Photo-based point labeling records:
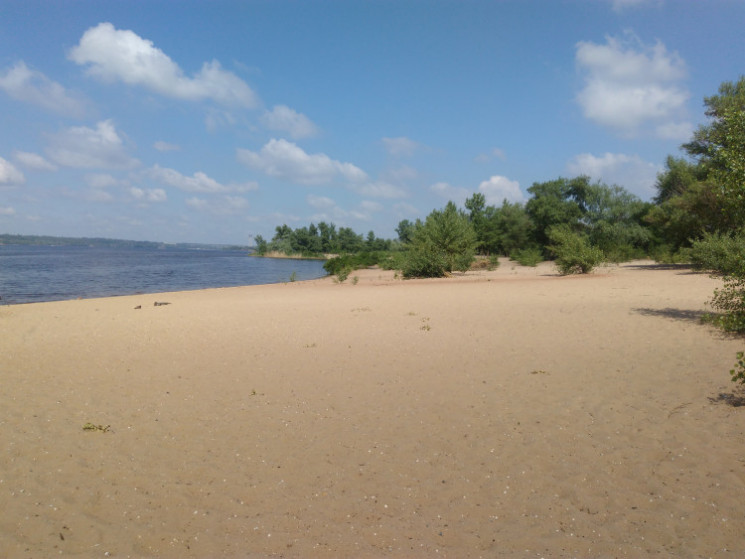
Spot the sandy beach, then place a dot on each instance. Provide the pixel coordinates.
(511, 413)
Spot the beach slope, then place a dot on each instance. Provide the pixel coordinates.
(512, 413)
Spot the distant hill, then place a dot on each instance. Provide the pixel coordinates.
(46, 240)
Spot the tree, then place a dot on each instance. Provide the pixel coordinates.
(554, 203)
(405, 231)
(476, 205)
(719, 147)
(261, 245)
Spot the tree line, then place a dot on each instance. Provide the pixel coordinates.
(697, 216)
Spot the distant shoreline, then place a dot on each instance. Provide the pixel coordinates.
(282, 255)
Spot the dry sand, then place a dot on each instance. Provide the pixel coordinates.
(512, 413)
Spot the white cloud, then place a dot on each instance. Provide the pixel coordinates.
(9, 175)
(370, 206)
(675, 131)
(148, 195)
(492, 154)
(101, 180)
(226, 205)
(84, 147)
(626, 88)
(165, 146)
(199, 182)
(629, 171)
(283, 119)
(31, 86)
(498, 188)
(34, 161)
(379, 189)
(329, 209)
(287, 161)
(319, 202)
(217, 119)
(400, 147)
(121, 55)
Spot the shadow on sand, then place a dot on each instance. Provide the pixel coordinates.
(675, 314)
(680, 268)
(735, 399)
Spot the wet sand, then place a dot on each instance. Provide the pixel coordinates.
(512, 413)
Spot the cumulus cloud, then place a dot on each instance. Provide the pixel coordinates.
(629, 171)
(284, 160)
(23, 84)
(89, 148)
(34, 161)
(379, 189)
(226, 205)
(165, 146)
(199, 182)
(400, 147)
(498, 188)
(9, 175)
(283, 119)
(329, 209)
(101, 180)
(627, 87)
(492, 154)
(319, 202)
(148, 194)
(112, 55)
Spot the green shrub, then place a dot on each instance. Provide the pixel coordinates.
(738, 373)
(528, 257)
(664, 254)
(574, 253)
(420, 263)
(720, 254)
(730, 300)
(493, 262)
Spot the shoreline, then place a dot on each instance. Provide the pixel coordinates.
(509, 413)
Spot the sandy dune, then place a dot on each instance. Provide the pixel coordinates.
(512, 413)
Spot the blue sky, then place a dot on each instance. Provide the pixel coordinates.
(217, 121)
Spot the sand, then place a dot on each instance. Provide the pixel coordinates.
(512, 413)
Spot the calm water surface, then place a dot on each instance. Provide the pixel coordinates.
(31, 274)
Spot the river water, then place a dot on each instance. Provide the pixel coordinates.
(30, 274)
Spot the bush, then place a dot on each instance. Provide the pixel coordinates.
(720, 254)
(738, 373)
(528, 257)
(351, 262)
(574, 254)
(730, 300)
(446, 241)
(664, 254)
(420, 263)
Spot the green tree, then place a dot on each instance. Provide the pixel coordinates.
(476, 205)
(405, 231)
(261, 245)
(573, 251)
(445, 242)
(554, 203)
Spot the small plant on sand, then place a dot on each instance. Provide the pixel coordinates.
(528, 257)
(94, 427)
(574, 253)
(738, 373)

(To do): Copy the material verbatim, from the line containing "Spot the green shrub, then" through the last line of the material, including both ends.

(Exercise solution):
Spot the green shrub, then place a dot on each instance. Provide the pixel coordinates.
(738, 373)
(528, 257)
(664, 254)
(574, 253)
(420, 263)
(720, 254)
(730, 300)
(493, 262)
Spot the shoreline, then place a dot on each instance. Provide the pixel coordinates.
(509, 413)
Spot the sandy dune, then place a dot on each instance. Provide the pixel coordinates.
(512, 413)
Spot the blue sky, then place a dot on each instance. Provide the pixel coordinates.
(217, 121)
Spot the sand, then place a dot on each instance. Provide the pixel coordinates.
(512, 413)
Spot the calm water surface, then place a dot on each instance. Provide the pixel coordinates.
(31, 274)
Spot the river water, then place a dot on each instance. Provide the pixel coordinates.
(30, 274)
Spot the bush, then place a dot on each instance. Provide the pixel coordinates.
(720, 254)
(738, 373)
(528, 257)
(351, 262)
(574, 254)
(730, 300)
(446, 241)
(664, 254)
(420, 263)
Spot the green tree, then place a dot on each instance. Provide the pixel coordinates.
(476, 205)
(405, 231)
(261, 245)
(573, 251)
(445, 242)
(554, 203)
Spot the small plant on sand, then place a dot on each instance. Provide the pixel coordinates.
(528, 257)
(94, 427)
(574, 253)
(738, 373)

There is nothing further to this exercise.